→ TASK PROMPT: Please give the listing again, word for word, with nothing left out.
PROVIDED ENTRIES Start Marker
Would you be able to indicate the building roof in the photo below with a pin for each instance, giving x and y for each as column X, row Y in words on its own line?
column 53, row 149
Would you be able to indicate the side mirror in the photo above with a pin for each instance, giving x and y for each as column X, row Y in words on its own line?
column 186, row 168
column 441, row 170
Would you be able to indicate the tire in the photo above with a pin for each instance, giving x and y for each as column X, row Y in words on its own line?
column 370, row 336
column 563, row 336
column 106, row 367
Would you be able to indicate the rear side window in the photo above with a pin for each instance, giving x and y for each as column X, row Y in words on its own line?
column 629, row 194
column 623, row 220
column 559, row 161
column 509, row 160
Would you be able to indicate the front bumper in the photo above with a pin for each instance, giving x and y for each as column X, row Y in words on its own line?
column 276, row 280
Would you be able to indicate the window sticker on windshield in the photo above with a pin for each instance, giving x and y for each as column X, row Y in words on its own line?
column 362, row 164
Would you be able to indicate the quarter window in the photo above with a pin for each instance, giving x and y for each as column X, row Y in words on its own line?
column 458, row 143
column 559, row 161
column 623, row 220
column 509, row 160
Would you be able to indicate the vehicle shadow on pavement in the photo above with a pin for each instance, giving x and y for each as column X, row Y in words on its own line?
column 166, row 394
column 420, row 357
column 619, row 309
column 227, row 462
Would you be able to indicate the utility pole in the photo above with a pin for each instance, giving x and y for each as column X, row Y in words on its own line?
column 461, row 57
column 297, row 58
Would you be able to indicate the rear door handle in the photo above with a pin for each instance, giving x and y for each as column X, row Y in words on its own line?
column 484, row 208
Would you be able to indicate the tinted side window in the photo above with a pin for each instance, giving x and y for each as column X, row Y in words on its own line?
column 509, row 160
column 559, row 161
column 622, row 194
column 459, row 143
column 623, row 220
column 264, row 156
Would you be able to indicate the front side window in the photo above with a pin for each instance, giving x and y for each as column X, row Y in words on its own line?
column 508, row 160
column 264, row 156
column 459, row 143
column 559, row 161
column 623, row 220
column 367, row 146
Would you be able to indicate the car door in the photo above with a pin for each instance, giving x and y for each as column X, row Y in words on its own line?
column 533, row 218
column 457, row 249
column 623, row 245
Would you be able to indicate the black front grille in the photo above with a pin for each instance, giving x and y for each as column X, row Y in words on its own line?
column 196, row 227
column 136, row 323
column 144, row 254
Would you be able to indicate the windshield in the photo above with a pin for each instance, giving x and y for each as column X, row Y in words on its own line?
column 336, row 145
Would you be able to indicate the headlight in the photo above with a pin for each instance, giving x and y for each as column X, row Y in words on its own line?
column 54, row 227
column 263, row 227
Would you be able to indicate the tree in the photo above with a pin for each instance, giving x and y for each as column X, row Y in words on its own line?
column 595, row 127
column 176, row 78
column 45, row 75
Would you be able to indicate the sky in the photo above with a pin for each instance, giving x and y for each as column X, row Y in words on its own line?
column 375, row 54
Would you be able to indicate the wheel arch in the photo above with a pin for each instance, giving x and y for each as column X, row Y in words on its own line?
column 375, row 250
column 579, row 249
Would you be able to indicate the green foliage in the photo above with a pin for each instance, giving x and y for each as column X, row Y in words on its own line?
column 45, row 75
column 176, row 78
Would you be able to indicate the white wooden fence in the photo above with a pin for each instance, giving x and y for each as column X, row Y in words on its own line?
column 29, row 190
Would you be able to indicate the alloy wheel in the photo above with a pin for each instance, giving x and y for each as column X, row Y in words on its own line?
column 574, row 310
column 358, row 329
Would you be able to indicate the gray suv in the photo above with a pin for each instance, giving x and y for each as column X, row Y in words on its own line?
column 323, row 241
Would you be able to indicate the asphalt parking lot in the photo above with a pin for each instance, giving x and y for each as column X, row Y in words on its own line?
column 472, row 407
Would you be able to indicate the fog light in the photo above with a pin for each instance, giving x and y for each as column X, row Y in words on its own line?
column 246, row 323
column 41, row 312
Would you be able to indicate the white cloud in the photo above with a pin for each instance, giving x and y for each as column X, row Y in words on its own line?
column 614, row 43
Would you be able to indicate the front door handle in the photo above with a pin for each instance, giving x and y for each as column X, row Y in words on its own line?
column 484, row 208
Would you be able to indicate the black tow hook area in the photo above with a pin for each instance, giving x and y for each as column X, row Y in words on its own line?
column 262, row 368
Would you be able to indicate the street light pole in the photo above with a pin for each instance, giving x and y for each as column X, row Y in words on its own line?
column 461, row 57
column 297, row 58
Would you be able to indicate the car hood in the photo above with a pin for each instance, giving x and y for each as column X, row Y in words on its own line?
PROVIDED ENTRIES End Marker
→ OUTPUT BELOW:
Would you be able to indicate the building roof in the photo below with a pin for each instance, giving x and y for each as column X, row Y in words on its own line?
column 53, row 149
Would you be able to indicate the side mirror in the photo above with a pin for each instance, giving x and y for each as column X, row Y in words on its own line?
column 186, row 168
column 441, row 170
Would you be able to indicate the tire in the photo above with a pin for each instance, giving x and y for each as column X, row Y in words on its own line?
column 370, row 336
column 563, row 336
column 106, row 367
Would you be able to indicate the rear side window in the photo above with a pin for each instance, giving x and y for each as column X, row Y in words on its own line?
column 629, row 194
column 623, row 220
column 559, row 161
column 509, row 160
Would you be able to indicate the front bumper in the photo above with a pin for each instance, giving x and y for each as column X, row Y in words on its own line?
column 276, row 280
Would you be able to indicate the window sticker on windshield in the photo above with a pin for each instance, giving x and y for each as column X, row Y in words on its own line?
column 362, row 164
Would you be able to indicate the quarter window in the photo above with a pin for each instance, giving x and y for each as column X, row Y in words on its own line?
column 458, row 143
column 559, row 161
column 623, row 220
column 509, row 160
Would you be able to indicate the vehicle shadow on pavement in the photo above with a pin for each instance, giving x and y for each as column X, row Y in words on its own line?
column 166, row 394
column 420, row 357
column 619, row 309
column 227, row 462
Would you be able to indicate the utility pole in the photo above with a pin for each instance, giving x and y for each as column X, row Y in words on its own line?
column 461, row 57
column 297, row 58
Would you be able to indicate the rear door handle in the photo above with a pin for each instance, giving x and y for each as column X, row Y in words on its own line?
column 484, row 208
Would you be able to indicate the tinted side window in the photo above with a pin for each instance, giving x and y for each as column X, row Y in words on its own line?
column 509, row 160
column 559, row 161
column 622, row 194
column 459, row 143
column 623, row 220
column 264, row 156
Would you be able to indicate the front side window in the photo above with a pin for each instance, giving x and y for each as column X, row Y in words on its own line?
column 508, row 160
column 264, row 156
column 459, row 143
column 559, row 161
column 623, row 220
column 367, row 146
Would you be able to indicate the car door in the photo above with a pin for each instance, giving x and y for each as column X, row Y in words on its own line?
column 533, row 218
column 457, row 249
column 623, row 245
Would you be able to indicate the black front grille in the photo above with a pin for each instance, giving x and y for each as column X, row Y in words on its own line?
column 196, row 227
column 136, row 323
column 144, row 254
Would you be able to indicate the windshield in the photo above with a pin for each instance, giving x and y for each as column X, row Y in words on its own line?
column 336, row 145
Would you be able to indicate the headlight in the photo above with a pin for each instance, giving x and y for each as column X, row Y in words on its own line?
column 54, row 227
column 263, row 227
Would you be able to indicate the tree in the photo above with a pin for each instance, giving x and y for each as column X, row Y in words on its own line?
column 595, row 127
column 176, row 78
column 45, row 75
Would you be able to indicate the sky in the photo above with a pin for each instance, giving x and y for each as column X, row Y in words on its own line?
column 375, row 54
Would you be able to indicate the wheel arch in the photo above with a pin for each instance, giving x and y for each as column X, row Y in words on its own line?
column 375, row 250
column 579, row 249
Would you be able to indicate the green foliage in the photo above with a pin for each instance, giving x and y for each as column X, row Y in words on its own line?
column 45, row 75
column 176, row 78
Would you be able to indicate the white wooden fence in the photo above with a pin for each instance, giving x and y for each as column X, row Y in words on its own line?
column 29, row 190
Would you be able to indicate the alloy wheel in the photo above with a pin for each instance, giving x and y for each as column X, row Y in words on its own line?
column 574, row 310
column 358, row 329
Would you be able to indicate the gray suv in the photo above with a pin for each instance, giving x and y for each as column X, row Y in words on its own line?
column 323, row 241
Would you be able to indicate the asphalt parking lot in the photo above with a pin for each instance, giving x and y for each as column X, row Y in words on its own line?
column 472, row 407
Would you be able to indicate the fog light in the photo above with a pin for each instance, giving x and y for each as column X, row Y in words on its own line?
column 246, row 323
column 41, row 312
Would you be able to indicate the white cloud in the photo above with a pin for each instance, giving x and y for each as column X, row Y in words on its own line?
column 614, row 43
Would you be able to indicate the front door handle in the photo above with a pin for each instance, giving x and y for each as column X, row Y in words on its own line?
column 484, row 208
Would you be able to indicate the black tow hook area in the photo above with a pin for each instance, giving x and y for each as column X, row Y in words on its own line?
column 262, row 368
Would you be able to indicate the street light pole in the photo above with a pin for each instance, giving x and y for each as column X, row Y in words on its own line?
column 461, row 57
column 297, row 58
Would you be able to indicate the car hood in the photo above with a pin for each instance, giving x and y for each as column X, row Y in words on its own line?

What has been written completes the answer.